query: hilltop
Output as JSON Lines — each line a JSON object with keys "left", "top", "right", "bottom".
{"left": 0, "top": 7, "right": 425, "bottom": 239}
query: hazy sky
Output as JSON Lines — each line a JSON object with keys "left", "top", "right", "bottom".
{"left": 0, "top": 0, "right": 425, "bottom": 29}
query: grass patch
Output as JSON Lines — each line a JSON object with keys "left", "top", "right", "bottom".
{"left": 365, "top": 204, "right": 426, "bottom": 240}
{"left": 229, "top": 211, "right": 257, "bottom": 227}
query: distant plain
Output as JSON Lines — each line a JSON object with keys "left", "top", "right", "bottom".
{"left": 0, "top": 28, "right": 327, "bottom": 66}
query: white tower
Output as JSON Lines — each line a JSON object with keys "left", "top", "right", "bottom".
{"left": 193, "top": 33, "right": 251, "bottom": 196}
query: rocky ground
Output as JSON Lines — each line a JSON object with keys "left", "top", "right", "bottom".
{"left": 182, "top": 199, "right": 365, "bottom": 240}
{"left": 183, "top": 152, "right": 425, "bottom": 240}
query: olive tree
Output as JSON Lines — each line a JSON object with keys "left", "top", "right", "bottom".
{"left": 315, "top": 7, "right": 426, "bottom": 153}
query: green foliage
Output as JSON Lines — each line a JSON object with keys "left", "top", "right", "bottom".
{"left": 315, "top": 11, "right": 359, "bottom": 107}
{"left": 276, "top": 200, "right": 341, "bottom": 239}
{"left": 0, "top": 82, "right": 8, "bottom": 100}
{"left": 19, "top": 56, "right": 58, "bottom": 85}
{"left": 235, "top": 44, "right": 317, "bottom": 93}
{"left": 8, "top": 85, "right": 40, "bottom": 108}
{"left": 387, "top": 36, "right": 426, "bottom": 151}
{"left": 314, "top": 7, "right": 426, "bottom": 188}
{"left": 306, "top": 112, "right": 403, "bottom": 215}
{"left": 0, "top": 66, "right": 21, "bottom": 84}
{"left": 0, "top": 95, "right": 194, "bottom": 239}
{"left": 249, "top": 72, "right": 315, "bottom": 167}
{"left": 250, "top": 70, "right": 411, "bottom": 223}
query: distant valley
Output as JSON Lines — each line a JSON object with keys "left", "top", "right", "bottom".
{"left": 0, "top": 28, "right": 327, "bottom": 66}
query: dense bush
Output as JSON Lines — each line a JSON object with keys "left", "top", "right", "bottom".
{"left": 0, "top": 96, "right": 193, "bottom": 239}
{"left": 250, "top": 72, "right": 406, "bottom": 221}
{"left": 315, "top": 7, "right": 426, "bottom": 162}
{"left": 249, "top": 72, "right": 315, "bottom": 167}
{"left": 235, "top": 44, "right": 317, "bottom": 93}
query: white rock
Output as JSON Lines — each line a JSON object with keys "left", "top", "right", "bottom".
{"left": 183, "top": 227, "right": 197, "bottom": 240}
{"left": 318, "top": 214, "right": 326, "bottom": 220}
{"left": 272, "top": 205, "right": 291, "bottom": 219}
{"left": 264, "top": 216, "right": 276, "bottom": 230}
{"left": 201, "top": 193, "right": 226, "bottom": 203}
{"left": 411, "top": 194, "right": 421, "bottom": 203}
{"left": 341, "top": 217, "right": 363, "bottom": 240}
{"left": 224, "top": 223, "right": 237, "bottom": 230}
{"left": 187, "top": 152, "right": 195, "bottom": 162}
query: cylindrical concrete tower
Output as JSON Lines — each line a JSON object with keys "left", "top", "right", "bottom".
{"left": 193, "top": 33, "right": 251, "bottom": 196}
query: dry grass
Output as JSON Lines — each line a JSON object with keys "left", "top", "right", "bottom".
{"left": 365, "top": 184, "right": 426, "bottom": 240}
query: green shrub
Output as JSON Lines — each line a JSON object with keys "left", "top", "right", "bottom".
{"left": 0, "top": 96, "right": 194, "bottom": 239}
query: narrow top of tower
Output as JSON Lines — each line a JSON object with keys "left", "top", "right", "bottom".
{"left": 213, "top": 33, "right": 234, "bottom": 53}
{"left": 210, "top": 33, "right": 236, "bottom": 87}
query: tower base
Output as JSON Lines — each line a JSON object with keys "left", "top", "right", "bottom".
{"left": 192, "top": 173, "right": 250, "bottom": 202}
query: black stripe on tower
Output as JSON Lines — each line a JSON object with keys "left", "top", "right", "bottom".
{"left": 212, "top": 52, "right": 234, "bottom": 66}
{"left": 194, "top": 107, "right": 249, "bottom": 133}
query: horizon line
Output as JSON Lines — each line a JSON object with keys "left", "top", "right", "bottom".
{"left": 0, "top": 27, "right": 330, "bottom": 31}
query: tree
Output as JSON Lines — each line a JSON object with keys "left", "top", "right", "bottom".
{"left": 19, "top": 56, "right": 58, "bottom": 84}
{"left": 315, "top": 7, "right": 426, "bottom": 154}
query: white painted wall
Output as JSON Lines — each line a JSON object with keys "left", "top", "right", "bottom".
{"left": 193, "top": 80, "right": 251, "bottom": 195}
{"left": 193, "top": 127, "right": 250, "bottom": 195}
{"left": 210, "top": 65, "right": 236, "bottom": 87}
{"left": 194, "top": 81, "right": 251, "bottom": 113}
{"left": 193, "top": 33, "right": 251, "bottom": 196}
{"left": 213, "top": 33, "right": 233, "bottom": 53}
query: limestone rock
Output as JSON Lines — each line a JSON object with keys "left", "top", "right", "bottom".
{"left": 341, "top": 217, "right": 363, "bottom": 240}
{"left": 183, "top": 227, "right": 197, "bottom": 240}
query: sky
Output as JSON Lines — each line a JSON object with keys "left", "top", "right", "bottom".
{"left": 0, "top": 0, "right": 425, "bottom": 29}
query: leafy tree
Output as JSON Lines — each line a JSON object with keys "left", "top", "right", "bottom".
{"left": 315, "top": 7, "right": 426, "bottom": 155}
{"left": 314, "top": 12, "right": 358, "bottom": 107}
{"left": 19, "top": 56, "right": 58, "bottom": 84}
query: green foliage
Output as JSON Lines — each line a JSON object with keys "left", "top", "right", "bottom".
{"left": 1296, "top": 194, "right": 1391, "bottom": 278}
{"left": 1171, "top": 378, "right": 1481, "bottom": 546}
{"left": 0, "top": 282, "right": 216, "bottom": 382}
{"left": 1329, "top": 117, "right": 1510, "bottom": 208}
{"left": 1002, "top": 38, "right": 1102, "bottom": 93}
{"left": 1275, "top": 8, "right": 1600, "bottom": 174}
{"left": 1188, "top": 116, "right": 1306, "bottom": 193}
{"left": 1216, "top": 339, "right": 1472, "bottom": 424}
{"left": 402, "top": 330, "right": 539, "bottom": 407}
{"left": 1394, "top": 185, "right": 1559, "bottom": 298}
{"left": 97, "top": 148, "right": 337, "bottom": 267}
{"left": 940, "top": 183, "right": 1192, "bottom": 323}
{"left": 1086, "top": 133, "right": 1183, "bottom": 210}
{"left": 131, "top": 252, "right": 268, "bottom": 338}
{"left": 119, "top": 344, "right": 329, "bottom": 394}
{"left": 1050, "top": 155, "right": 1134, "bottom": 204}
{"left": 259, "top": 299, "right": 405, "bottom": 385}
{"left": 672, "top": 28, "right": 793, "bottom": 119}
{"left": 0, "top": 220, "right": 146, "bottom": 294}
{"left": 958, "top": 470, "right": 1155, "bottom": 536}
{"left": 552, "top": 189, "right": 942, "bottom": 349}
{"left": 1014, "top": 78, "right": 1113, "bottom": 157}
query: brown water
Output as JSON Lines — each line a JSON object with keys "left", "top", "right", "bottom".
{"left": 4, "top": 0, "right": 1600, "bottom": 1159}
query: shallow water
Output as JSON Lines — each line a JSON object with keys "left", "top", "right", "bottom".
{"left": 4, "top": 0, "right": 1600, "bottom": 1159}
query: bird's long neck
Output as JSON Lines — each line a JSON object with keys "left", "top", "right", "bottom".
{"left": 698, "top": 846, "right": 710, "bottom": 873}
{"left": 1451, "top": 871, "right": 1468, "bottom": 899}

━━━━━━━━━━━━━━━━━━━━

Assigned task |
Would you copy, unchanged, the stretch of the records above that begins at the line containing "query: brown water" and ends at the line containing "query: bird's long neck", and only that?

Result of the task |
query: brown water
Output as JSON Lines — each line a JSON object with keys "left", "top", "right", "bottom".
{"left": 4, "top": 0, "right": 1600, "bottom": 1159}
query: shallow water
Output as JSON Lines — each line a JSON object with keys "left", "top", "right", "bottom".
{"left": 4, "top": 0, "right": 1600, "bottom": 1159}
query: bird's long neck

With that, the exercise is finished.